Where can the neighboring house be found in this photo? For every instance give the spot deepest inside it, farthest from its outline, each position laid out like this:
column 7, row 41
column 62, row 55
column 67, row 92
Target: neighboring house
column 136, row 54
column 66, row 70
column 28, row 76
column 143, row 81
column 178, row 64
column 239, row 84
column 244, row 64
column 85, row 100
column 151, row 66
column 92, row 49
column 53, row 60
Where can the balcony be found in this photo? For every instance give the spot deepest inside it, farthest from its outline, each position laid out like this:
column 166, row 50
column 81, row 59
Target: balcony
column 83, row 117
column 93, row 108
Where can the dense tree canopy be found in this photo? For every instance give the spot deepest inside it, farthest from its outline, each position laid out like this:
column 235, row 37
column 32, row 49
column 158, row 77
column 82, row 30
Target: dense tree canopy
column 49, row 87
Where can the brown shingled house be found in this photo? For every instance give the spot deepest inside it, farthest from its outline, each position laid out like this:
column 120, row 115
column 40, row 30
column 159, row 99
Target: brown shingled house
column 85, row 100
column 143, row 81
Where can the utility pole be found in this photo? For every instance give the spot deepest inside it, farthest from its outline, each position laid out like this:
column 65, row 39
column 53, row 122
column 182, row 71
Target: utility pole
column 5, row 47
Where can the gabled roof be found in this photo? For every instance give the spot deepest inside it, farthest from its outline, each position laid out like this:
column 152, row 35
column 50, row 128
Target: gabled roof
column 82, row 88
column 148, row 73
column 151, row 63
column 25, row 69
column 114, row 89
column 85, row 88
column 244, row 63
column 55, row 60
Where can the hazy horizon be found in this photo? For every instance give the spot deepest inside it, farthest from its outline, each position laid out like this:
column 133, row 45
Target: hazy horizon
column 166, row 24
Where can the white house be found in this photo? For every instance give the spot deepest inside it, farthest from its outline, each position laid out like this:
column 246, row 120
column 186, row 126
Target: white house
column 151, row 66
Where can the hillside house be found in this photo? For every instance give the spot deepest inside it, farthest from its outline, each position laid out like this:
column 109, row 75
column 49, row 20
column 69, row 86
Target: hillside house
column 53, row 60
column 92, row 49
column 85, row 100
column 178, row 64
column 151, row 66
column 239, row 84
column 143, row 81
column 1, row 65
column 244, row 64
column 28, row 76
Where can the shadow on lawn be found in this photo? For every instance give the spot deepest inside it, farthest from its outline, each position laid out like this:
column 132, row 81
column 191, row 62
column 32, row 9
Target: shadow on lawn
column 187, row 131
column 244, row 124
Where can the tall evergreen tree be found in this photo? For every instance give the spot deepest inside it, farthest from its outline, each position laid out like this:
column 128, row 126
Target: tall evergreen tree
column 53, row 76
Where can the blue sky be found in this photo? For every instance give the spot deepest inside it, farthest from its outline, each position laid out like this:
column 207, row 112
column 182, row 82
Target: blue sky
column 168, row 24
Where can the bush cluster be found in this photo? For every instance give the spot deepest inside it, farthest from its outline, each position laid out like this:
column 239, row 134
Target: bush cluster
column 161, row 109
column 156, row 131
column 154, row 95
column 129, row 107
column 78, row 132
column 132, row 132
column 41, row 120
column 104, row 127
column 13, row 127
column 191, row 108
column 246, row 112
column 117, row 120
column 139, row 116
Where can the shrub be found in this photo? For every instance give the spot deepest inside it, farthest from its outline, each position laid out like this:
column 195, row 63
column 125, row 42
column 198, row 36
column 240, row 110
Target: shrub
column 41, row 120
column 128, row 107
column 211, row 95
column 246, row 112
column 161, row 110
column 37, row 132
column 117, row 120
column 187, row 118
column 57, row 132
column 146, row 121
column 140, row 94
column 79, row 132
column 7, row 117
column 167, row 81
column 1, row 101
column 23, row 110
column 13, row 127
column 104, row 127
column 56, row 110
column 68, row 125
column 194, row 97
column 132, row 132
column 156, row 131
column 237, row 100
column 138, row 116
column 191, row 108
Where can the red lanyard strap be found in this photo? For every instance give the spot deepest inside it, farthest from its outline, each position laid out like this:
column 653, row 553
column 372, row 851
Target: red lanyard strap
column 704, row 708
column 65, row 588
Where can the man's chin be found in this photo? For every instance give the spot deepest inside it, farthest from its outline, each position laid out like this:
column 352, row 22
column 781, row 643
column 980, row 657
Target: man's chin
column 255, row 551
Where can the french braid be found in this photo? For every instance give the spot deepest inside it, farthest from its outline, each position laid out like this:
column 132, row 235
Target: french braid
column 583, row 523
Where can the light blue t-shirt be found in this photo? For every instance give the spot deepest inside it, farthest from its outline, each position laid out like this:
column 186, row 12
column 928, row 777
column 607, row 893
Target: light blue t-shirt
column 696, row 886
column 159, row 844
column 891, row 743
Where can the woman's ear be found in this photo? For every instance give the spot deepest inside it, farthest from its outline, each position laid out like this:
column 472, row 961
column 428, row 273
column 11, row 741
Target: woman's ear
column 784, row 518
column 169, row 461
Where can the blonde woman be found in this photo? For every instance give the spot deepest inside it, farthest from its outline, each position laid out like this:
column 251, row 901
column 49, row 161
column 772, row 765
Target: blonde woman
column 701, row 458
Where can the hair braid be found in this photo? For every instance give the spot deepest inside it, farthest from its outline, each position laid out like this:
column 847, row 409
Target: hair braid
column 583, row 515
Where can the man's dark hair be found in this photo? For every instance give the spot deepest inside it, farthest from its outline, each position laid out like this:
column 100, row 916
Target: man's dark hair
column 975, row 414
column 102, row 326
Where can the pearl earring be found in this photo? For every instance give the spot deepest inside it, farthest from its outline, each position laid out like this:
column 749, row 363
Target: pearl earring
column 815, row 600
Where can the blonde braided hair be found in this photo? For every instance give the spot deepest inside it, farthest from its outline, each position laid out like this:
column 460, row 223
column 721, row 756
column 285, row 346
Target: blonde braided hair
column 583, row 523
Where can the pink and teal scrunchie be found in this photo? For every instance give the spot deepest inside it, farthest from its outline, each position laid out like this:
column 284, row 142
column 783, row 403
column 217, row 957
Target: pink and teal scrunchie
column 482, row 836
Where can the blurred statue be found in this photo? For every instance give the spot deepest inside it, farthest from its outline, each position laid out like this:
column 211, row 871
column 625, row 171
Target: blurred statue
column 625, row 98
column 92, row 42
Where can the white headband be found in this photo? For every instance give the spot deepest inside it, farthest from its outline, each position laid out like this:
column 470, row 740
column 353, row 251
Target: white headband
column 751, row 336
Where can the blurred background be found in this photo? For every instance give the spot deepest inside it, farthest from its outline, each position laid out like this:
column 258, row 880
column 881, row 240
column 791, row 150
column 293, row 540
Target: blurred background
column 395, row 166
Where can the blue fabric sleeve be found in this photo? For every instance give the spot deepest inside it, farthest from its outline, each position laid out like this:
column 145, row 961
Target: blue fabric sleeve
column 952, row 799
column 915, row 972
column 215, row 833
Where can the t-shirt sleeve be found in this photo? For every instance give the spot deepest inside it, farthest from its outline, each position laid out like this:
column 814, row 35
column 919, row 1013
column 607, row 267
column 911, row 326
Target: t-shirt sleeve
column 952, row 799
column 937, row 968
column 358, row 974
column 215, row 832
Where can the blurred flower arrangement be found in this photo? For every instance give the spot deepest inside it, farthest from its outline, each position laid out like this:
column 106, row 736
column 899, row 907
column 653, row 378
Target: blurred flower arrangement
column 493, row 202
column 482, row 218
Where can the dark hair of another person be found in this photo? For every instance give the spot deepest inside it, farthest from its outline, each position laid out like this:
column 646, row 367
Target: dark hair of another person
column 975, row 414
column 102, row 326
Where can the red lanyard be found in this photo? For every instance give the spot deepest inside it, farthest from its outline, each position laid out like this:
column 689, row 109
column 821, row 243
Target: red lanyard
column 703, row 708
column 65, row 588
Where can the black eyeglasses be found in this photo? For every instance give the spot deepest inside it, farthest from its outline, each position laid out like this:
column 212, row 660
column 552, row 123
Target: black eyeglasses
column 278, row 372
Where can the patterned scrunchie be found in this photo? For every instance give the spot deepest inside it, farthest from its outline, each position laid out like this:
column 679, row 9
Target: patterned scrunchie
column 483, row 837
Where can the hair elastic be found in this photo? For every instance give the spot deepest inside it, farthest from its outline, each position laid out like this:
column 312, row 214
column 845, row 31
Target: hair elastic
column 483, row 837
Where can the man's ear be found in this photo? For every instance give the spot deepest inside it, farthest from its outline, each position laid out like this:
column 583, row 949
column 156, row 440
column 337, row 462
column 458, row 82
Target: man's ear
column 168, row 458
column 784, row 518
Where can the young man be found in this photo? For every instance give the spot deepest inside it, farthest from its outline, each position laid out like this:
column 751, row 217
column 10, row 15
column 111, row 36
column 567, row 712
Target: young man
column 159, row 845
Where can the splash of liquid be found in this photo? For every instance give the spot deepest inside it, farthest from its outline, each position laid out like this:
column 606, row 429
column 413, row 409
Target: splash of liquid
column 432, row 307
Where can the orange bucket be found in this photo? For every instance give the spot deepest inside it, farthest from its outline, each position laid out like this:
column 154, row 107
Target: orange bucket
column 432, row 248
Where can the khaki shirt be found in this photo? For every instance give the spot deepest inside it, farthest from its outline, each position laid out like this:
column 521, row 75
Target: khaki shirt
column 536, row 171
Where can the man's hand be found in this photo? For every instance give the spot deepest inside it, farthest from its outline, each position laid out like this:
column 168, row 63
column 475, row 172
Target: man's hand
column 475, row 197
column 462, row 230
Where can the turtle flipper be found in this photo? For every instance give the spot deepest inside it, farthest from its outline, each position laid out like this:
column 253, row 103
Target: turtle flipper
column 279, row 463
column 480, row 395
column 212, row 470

_ _ _ _ _ _ _

#### Problem requirements
Find the line that contains "Where can the khaki" in the listing above. Retype it and every line after it up to the last, exactly, and nothing else.

#### Reply
Where can the khaki shirt be found in this photo? For every instance give the spot deepest inside it, farthest from its outline, each position laid out like this:
column 521, row 75
Target: khaki shirt
column 536, row 171
Where can the man's hand be found in this photo? For every instance give the spot deepest inside it, farthest from its outline, each position laid out like this:
column 168, row 63
column 475, row 172
Target: man's hand
column 475, row 197
column 462, row 230
Where can the turtle flipper be found in this photo? For every instance give the spot deepest inside it, farthest from its outline, each position laid out like this:
column 253, row 103
Target: turtle flipper
column 279, row 463
column 480, row 395
column 212, row 470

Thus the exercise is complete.